- Natural-language object grounding data -
● ● ●
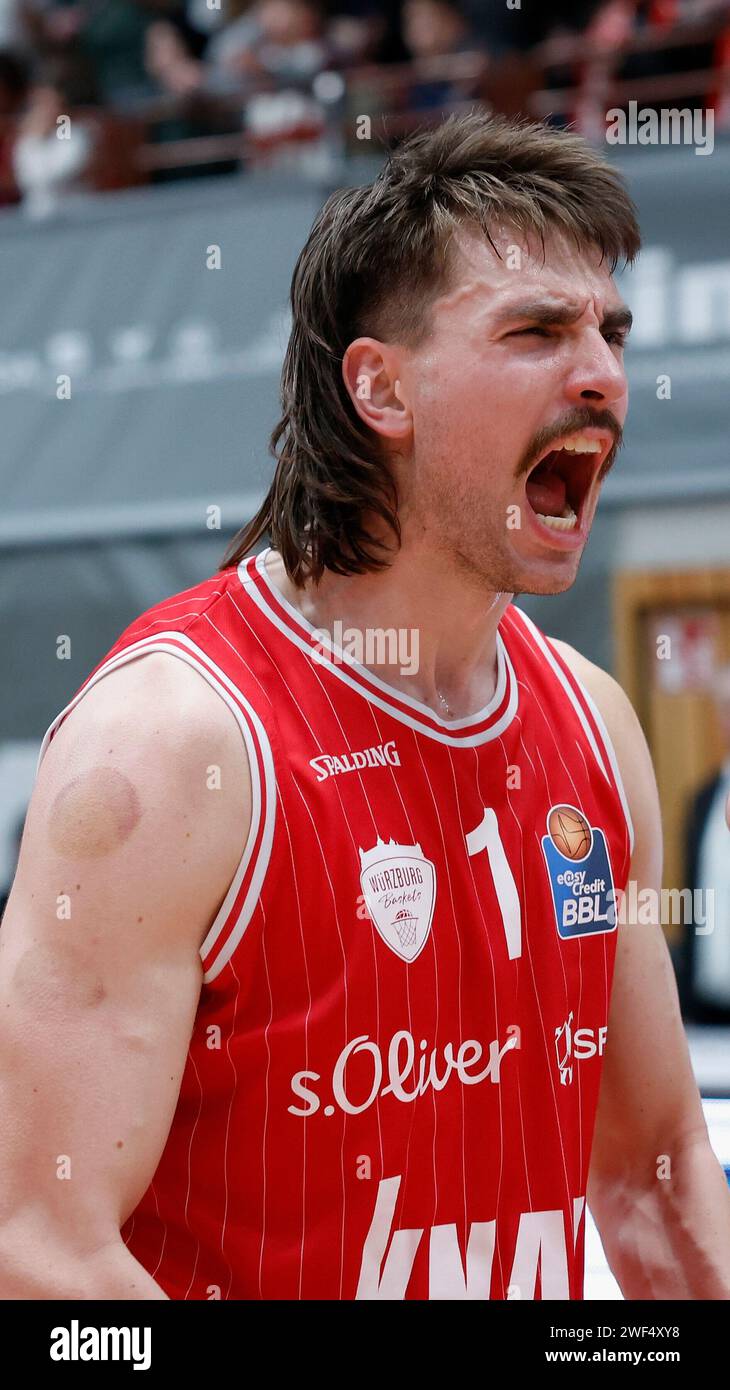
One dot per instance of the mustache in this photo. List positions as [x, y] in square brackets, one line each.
[572, 423]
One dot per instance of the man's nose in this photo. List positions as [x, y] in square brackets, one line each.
[597, 375]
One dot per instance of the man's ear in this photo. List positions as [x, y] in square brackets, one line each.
[370, 375]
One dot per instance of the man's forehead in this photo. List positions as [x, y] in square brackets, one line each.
[490, 278]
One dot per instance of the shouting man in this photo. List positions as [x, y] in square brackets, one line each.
[314, 970]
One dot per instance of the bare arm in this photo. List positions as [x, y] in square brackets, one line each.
[657, 1191]
[125, 859]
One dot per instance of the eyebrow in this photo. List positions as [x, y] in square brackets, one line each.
[559, 314]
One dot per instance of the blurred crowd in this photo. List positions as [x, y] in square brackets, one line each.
[86, 85]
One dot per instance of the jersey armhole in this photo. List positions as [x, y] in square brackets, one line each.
[588, 713]
[237, 908]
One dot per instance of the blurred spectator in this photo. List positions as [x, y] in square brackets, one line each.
[53, 149]
[13, 31]
[13, 89]
[178, 74]
[705, 979]
[277, 41]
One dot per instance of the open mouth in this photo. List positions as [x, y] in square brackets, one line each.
[559, 483]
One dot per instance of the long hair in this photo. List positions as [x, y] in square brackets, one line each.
[374, 260]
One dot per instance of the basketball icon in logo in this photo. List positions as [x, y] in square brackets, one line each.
[569, 831]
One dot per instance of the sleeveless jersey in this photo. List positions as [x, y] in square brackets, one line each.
[394, 1070]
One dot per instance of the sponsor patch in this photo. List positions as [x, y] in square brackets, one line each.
[580, 875]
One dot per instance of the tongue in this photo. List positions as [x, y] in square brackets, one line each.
[547, 494]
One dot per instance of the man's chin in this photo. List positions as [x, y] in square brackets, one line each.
[544, 580]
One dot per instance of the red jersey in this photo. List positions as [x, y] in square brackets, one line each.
[392, 1076]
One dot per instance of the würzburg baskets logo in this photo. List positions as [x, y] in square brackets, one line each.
[399, 890]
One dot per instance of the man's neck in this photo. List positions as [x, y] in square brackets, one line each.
[440, 644]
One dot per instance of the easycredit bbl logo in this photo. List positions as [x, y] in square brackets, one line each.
[579, 872]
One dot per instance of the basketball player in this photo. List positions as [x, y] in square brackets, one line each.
[314, 976]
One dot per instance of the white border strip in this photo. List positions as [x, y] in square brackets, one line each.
[599, 720]
[505, 676]
[220, 683]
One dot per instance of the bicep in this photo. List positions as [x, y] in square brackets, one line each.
[124, 861]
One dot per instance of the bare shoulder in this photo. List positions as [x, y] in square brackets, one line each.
[627, 738]
[146, 780]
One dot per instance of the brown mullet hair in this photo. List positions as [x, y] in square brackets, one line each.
[376, 259]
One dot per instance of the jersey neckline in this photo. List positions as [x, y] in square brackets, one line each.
[480, 727]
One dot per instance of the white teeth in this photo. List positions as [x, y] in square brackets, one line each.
[579, 444]
[565, 523]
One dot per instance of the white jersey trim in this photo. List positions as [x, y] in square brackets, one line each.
[344, 660]
[263, 794]
[598, 717]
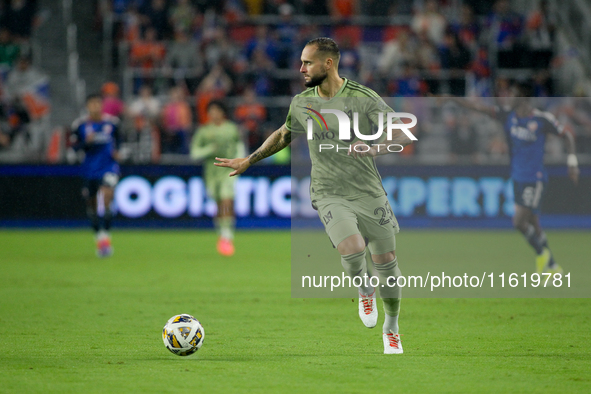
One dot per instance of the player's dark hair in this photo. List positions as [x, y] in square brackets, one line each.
[327, 46]
[93, 96]
[220, 105]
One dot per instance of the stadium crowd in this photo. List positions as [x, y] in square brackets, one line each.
[181, 54]
[24, 90]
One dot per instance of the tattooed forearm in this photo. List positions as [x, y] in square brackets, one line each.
[276, 141]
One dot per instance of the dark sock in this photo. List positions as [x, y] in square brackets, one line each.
[107, 218]
[94, 220]
[537, 241]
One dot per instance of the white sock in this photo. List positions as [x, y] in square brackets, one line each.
[390, 324]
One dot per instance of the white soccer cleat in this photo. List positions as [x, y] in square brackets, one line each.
[392, 344]
[368, 311]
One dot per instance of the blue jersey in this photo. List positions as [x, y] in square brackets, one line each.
[526, 138]
[99, 152]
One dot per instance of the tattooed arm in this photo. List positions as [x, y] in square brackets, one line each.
[276, 141]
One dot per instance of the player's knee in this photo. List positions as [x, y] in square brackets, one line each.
[384, 257]
[351, 245]
[519, 223]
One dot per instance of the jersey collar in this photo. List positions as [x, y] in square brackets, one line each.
[345, 80]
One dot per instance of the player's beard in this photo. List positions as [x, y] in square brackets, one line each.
[317, 80]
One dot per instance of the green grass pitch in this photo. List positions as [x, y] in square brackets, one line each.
[71, 322]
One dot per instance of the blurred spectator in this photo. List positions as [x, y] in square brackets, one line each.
[430, 21]
[540, 28]
[215, 85]
[480, 83]
[272, 7]
[144, 111]
[350, 62]
[376, 7]
[9, 51]
[254, 7]
[22, 78]
[408, 84]
[396, 52]
[145, 108]
[542, 84]
[147, 53]
[112, 104]
[312, 7]
[287, 35]
[18, 18]
[184, 61]
[503, 87]
[251, 114]
[467, 28]
[427, 56]
[456, 58]
[263, 41]
[157, 16]
[463, 139]
[182, 16]
[342, 9]
[132, 25]
[505, 28]
[176, 122]
[220, 50]
[15, 120]
[259, 73]
[120, 7]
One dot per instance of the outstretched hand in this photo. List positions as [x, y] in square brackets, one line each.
[238, 165]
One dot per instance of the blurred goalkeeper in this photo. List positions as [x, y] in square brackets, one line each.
[346, 188]
[219, 137]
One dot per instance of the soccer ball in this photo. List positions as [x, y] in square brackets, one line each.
[183, 335]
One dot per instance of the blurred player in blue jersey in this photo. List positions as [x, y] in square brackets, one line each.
[526, 128]
[97, 135]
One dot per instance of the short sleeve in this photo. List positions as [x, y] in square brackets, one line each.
[292, 123]
[501, 113]
[375, 106]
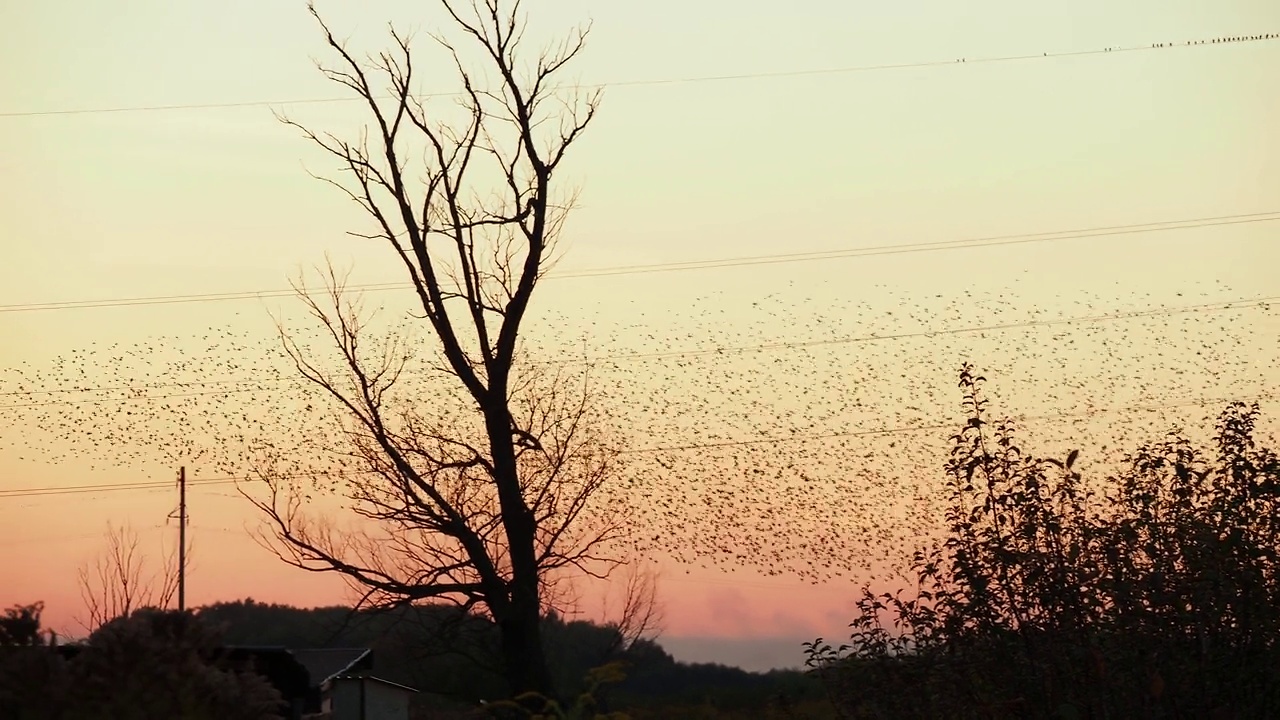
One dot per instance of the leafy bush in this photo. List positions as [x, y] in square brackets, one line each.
[1153, 597]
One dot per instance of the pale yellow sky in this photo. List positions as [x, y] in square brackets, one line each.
[105, 205]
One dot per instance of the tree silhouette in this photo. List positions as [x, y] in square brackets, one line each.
[119, 580]
[1152, 593]
[481, 496]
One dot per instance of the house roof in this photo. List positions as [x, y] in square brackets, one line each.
[325, 664]
[373, 679]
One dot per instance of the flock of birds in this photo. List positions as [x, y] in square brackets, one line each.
[798, 438]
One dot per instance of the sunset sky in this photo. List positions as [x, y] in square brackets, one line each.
[730, 160]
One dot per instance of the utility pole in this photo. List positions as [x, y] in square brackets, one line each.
[182, 538]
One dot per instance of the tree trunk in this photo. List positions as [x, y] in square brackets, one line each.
[524, 659]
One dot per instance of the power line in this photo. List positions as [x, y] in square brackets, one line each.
[657, 355]
[905, 429]
[106, 487]
[653, 82]
[864, 251]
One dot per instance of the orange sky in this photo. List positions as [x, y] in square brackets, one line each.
[142, 204]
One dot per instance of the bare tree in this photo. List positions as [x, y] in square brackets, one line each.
[487, 493]
[640, 615]
[120, 579]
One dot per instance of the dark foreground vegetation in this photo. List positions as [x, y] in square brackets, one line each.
[1152, 593]
[176, 665]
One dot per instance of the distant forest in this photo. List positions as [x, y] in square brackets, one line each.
[451, 656]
● ● ●
Please set down the records above verbatim, with each picture left out.

- Result for this exercise -
One dot per instance of the mustache in this photo. List positions as [x, y] in square brackets, one line each.
[572, 423]
One dot per instance of the man's nose in this photo. List positions as [x, y] in square brackets, one line each.
[597, 375]
One dot per instance of the man's ear in this photo. List positions as [x, y] in square brackets, one line each.
[370, 375]
One dot per instance of the man's forehead in this photo. List positions as [x, y] in square brackets, one line each.
[490, 278]
One dot per instance of the shouting man in this photo. List positions as [x, y] in square brackets, one line each.
[314, 970]
One dot per instance of the bare arm in this photo. List positions as [x, y] in square brackets, one line each.
[657, 1191]
[125, 859]
One dot per instance of the eyebrow in this photo. List positions as [x, y] in square brackets, one line each.
[559, 314]
One dot per instance of the blurred crowd in this photo. List positions as [x, y] in square brackets, one line each.
[86, 85]
One dot per instance of the jersey armhole in this photo. List positions as [x, y] in square brackets, one line each.
[588, 713]
[237, 908]
One dot per instance of the blurred spectator in this photo. List positions as [x, y] in square brackets, one line each.
[53, 149]
[13, 31]
[13, 89]
[178, 74]
[705, 979]
[277, 41]
One dot per instance of the open mouth in this photo. List positions as [x, y] in square brackets, one line each.
[559, 483]
One dot per instance of the long hair in this photo. List positions as [x, y] in square brackets, one line each.
[374, 260]
One dot per instance of the basketball icon in logo in this photo. List positions as [x, y] in square brackets, one line each.
[569, 831]
One dot per instance of the sleeveless jersey in this photo. List positions as [x, y] in square brackets, one line each.
[394, 1070]
One dot per instance of the sponsor patch in this photo. List positions as [x, y] in square brackets, one line each.
[580, 875]
One dot per instance of the tongue in this photo. List positions as [x, y] in square brackets, one line each.
[547, 494]
One dot per instance of the man's chin in this photo. List positions as [x, y] in square brackets, one line each.
[544, 580]
One dot per instance of the red jersey in this photo. List positions as [x, y] in square brackets, one line each.
[392, 1076]
One dot per instance of the würzburg baskets logo in this photo. List positions as [x, y] in square brackets, one line each.
[399, 890]
One dot per instance of the man's neck in this photo. List positions as [x, y] in square brackets, one line each.
[440, 644]
One dot per instance of the easycredit bbl logo in this photo. List positions as [x, y] in square brackets, one line each.
[579, 872]
One dot per instance of the basketball player in this photo. List positions as [x, y] in square brackets, one line each.
[314, 976]
One dot per instance of the white border strip in this photo. List positions as [x, y] in square brackets, one line each.
[599, 720]
[505, 676]
[220, 683]
One dot per instance of the bicep in this photo. List positions as [x, y] in square brackets, one line each.
[124, 861]
One dot per instance of the bare shoulder in this photo. List positions as [x, y] in square brackets, one line each.
[627, 738]
[146, 780]
One dot per instance of the brown mullet hair in this photo. List positions as [x, y] in square brackets, one line each.
[376, 259]
One dot per instance of the jersey neckline in this photo. List positions as [x, y] in square brackets, one line each.
[480, 727]
One dot per instance of the white teeth in this photo. List positions as [x, y] in square brackets, one line each.
[579, 444]
[565, 523]
One dot per instance of the white jersey trim in this photo. List positions as [x, y] in square brackets, one line each.
[344, 660]
[263, 794]
[598, 717]
One dot per instance of the player's dark hair in this photo. List positions as [x, y] in square brackets, one line each.
[327, 46]
[93, 96]
[220, 105]
One dot per instance of the stadium crowd in this photo. List positions as [x, y] in square brackets, one line each.
[181, 54]
[24, 90]
One dot per instance of the tattooed forearm in this photo. List positions as [x, y] in square brackets, one line each.
[276, 141]
One dot per instance of the dark sock in this photo. List positions as [x, y] in square brackets, one line each.
[107, 218]
[94, 220]
[537, 241]
One dot per instance of the white sock in this photo. List positions as [x, y] in square brackets, one line each.
[390, 324]
One dot per instance of the white soccer cleat in this photo. List positions as [x, y] in square brackets, one line each.
[392, 344]
[368, 311]
One dot per instance of the blue jersey in this photo. List positions as [x, y] in square brackets, one line each.
[526, 138]
[99, 152]
One dot per instance of the tattooed arm in this photo. List positions as [x, y] in square brackets, one line each.
[276, 141]
One dot per instance of the player's knee in this photo. List positions as [x, y] in square brackets, one line each.
[384, 257]
[351, 245]
[519, 223]
One dot per instance of the jersey collar in this photo. List positions as [x, y] in square brackets, one line each.
[345, 80]
One dot per instance of the player's beard in this photo. List positions as [x, y] in square brackets, one line each.
[317, 80]
One dot per instance of the green grass pitch in this photo. List positions as [x, y] in square brackets, one line each.
[71, 322]
One dot per instance of the blurred spectator in this photo. List positions as [x, y] in square brackets, one line each.
[430, 21]
[540, 28]
[215, 85]
[480, 83]
[272, 7]
[144, 111]
[350, 62]
[376, 7]
[9, 51]
[254, 7]
[22, 78]
[408, 84]
[396, 52]
[145, 108]
[542, 84]
[147, 53]
[112, 104]
[312, 7]
[287, 35]
[18, 18]
[184, 61]
[503, 87]
[251, 114]
[467, 28]
[427, 56]
[456, 58]
[263, 41]
[157, 16]
[463, 139]
[182, 16]
[342, 9]
[132, 25]
[505, 28]
[176, 122]
[220, 50]
[15, 120]
[259, 73]
[120, 7]
One dot per instance of the outstretched hand in this photo. List positions as [x, y] in square brackets, one line each.
[238, 165]
One dot per instance of the blurred goalkeeper in this photo. List positions as [x, y] in square brackets, one line each.
[346, 188]
[219, 137]
One dot per instance of the soccer ball in this photo. List positions as [x, y] in square brackets, one line each.
[183, 335]
One dot per instance of the blurred player in blue jersey in this photo. List positions as [x, y] in square brackets, one line each.
[526, 128]
[97, 135]
One dot per instance of the short sleeve in this photo. List positions as [x, y] in square brackets, one line each.
[292, 123]
[501, 113]
[375, 106]
One dot per instance of the leafy bush in this photo. List positions as [x, y] in square brackets, one line each.
[1153, 597]
One dot per instance of the pale yellow sky in this photo. List positions as [x, y] in square brackets, one line each.
[105, 205]
One dot per instance of the tree silhouette in this photo. List positions as [x, y] in square brackets, one line each.
[119, 580]
[1152, 593]
[481, 496]
One dot per instance of the house roof in this photo. List positions as [x, y] in square brackets, one line each.
[325, 664]
[373, 679]
One dot per instance of the flock of birds in this photo. List positions as [x, y] in square brackets, one line each.
[798, 438]
One dot per instance of the sunset sky in this photo. List positions as [x, y] in square brackets, one line each.
[730, 160]
One dot per instance of the utility pole in this photo. List positions as [x, y] in square brackets, one line each.
[182, 538]
One dot per instance of the tree trunk in this photo. List positions as [x, y] in square brackets, one line each.
[524, 659]
One dot per instance of the power line in this photo. List positions as [x, y] in square brackets, one line each.
[657, 355]
[905, 429]
[106, 487]
[653, 82]
[864, 251]
One dot per instance of the orange sky in this photo. List positions as [x, y] in square brackets, one line each.
[142, 204]
One dot per instance of the bare tree in this photo. List positions as [x, y] in square brackets, one line each.
[487, 493]
[640, 615]
[120, 579]
One dot per instance of the dark foreground vegetation in this photo. List positions as [x, y] in square brackets, one line each.
[1152, 593]
[176, 665]
One dot per instance of the distant forest in this photo. List positions as [x, y] in square brackets, one line each.
[451, 656]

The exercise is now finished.